**HOW TO COMPLETE THIS TASK:** Return the run of lines below that opens with the line containing "Each <instance> block" and closes with the line containing "114L308 121L317 116V102L302", keeping each one exact.

┌──

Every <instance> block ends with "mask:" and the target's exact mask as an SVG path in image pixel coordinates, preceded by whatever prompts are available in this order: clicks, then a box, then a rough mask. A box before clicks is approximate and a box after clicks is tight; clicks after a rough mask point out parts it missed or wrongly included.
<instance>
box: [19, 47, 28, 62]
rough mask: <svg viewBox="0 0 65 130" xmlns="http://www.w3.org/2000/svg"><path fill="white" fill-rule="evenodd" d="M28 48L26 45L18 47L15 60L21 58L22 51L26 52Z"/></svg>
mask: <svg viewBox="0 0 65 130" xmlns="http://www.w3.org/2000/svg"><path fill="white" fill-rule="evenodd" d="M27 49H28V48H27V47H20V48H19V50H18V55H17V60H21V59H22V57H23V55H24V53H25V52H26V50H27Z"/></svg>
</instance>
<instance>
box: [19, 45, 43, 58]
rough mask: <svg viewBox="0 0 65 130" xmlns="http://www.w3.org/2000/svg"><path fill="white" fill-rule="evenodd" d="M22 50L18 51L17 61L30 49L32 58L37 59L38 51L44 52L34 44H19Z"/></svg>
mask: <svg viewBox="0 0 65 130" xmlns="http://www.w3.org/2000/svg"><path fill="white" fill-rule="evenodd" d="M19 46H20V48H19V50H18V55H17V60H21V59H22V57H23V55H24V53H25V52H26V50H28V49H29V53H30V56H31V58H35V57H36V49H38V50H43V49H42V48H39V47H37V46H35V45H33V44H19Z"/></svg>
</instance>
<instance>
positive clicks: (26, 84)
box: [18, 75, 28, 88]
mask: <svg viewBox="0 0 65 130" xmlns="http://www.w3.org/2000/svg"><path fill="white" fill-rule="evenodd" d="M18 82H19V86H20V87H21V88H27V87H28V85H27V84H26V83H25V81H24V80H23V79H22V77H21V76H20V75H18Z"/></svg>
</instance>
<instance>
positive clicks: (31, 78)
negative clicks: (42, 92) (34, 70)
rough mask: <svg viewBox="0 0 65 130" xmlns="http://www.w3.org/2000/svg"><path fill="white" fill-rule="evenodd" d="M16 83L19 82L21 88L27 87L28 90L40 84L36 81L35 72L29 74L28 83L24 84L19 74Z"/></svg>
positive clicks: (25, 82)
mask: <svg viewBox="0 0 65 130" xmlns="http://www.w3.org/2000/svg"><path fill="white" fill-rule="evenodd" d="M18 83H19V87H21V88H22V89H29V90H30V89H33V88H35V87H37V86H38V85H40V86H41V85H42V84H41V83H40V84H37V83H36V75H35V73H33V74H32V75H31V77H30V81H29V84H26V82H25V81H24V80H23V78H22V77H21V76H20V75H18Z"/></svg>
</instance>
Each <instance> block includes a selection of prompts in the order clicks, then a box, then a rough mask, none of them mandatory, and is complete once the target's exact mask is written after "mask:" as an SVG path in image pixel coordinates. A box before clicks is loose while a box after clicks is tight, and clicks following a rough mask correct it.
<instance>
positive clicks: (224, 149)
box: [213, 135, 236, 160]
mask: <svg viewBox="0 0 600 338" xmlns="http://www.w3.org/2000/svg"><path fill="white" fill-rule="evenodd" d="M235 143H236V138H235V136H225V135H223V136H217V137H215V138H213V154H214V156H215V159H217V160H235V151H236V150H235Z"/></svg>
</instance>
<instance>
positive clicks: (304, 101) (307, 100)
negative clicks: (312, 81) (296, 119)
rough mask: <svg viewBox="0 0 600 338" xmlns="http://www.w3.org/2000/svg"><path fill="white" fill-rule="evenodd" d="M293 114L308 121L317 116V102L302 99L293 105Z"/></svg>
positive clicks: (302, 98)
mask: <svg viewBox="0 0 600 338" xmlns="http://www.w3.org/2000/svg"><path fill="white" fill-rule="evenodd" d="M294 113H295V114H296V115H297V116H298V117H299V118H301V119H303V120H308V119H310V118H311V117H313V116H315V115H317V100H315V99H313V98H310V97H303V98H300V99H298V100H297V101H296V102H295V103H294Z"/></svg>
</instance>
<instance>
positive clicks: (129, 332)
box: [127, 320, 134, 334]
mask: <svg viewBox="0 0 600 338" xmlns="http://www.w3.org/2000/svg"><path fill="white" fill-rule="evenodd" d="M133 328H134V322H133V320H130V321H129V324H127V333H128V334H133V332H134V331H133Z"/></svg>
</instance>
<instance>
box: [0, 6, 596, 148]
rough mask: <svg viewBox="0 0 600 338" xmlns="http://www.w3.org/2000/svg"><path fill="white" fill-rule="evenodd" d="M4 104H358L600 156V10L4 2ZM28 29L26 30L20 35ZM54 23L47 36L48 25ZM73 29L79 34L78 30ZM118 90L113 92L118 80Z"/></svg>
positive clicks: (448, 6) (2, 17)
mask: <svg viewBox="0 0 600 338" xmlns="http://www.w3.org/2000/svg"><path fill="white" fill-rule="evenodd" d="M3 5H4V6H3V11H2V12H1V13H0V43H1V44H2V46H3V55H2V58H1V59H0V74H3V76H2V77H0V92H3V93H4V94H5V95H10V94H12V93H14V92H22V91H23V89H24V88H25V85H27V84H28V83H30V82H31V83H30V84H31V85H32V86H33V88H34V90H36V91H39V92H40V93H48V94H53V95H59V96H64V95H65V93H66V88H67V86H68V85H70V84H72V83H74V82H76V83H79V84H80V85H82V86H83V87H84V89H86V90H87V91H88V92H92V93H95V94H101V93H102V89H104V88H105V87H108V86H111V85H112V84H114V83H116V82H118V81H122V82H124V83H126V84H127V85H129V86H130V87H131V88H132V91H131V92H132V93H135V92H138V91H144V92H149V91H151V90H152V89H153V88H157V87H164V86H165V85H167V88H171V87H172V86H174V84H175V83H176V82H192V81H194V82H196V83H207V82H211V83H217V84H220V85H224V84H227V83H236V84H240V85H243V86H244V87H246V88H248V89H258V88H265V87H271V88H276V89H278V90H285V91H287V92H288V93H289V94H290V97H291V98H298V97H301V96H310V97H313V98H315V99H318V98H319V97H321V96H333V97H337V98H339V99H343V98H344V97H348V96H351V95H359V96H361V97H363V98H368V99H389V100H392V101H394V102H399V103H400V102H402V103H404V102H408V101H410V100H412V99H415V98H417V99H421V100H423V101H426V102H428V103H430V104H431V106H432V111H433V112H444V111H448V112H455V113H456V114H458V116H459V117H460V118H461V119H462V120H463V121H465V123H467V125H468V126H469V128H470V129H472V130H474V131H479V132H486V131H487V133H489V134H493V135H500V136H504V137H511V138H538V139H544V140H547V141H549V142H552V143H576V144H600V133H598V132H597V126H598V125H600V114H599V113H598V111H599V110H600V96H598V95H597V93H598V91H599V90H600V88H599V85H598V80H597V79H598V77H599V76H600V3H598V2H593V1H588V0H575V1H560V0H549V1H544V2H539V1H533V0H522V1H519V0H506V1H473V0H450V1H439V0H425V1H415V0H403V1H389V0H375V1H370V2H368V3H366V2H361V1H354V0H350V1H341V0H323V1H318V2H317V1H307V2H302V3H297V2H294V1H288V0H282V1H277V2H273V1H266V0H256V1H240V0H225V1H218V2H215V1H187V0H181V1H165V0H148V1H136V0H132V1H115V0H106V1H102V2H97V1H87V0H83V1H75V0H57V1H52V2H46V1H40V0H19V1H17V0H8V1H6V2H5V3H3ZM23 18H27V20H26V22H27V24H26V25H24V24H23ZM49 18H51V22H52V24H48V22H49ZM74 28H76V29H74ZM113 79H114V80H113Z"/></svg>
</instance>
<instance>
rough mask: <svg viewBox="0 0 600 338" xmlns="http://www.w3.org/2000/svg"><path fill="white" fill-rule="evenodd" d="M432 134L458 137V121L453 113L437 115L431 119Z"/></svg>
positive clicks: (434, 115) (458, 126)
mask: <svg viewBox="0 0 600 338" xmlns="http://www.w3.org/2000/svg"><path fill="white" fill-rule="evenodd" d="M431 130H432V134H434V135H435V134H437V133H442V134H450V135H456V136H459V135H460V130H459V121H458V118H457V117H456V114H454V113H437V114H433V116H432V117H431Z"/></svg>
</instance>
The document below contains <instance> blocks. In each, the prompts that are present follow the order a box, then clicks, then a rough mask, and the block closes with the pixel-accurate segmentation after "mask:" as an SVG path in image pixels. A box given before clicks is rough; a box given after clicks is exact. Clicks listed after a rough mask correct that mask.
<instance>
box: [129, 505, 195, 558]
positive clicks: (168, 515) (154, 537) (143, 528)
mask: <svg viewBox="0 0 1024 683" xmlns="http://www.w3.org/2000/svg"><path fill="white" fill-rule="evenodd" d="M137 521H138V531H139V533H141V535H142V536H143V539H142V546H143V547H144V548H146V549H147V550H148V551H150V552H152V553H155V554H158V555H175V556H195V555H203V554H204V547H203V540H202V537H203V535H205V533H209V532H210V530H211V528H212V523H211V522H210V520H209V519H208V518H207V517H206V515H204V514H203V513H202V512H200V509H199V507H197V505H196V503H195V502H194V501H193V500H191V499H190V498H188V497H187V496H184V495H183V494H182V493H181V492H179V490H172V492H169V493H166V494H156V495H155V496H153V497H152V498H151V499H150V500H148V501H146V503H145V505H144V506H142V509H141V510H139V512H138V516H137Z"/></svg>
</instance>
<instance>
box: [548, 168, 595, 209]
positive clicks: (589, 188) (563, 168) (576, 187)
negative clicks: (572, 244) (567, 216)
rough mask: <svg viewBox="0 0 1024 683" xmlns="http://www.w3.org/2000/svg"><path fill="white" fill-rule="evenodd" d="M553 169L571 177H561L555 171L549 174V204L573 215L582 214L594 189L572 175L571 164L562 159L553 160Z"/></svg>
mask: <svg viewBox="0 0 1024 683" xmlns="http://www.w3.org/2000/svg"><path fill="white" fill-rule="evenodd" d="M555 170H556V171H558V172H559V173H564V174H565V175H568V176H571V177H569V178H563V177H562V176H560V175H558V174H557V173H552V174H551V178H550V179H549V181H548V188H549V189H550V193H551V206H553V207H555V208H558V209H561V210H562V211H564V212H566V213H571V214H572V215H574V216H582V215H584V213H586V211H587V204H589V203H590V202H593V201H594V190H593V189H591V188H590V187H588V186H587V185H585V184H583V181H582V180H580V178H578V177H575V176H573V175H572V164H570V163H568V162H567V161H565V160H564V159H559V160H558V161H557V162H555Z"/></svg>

└──

**OUTPUT FOR THIS TASK:**
Each <instance> block includes a selection of prompts in the order clicks, then a box, then a rough mask, none of them mandatory, and is complete once the target's exact mask is written after "mask:" as an SVG path in image pixel coordinates. A box before clicks is loose while a box after clicks is tight, and clicks following a rough mask correct it.
<instance>
positive clicks: (224, 149)
box: [213, 135, 236, 160]
mask: <svg viewBox="0 0 600 338" xmlns="http://www.w3.org/2000/svg"><path fill="white" fill-rule="evenodd" d="M235 143H236V138H235V136H225V135H223V136H217V137H215V138H213V154H214V156H215V159H217V160H235V151H236V150H235Z"/></svg>
</instance>
<instance>
positive clicks: (304, 101) (307, 100)
negative clicks: (312, 81) (296, 119)
rough mask: <svg viewBox="0 0 600 338" xmlns="http://www.w3.org/2000/svg"><path fill="white" fill-rule="evenodd" d="M293 114L308 121L317 116V102L302 99L293 105Z"/></svg>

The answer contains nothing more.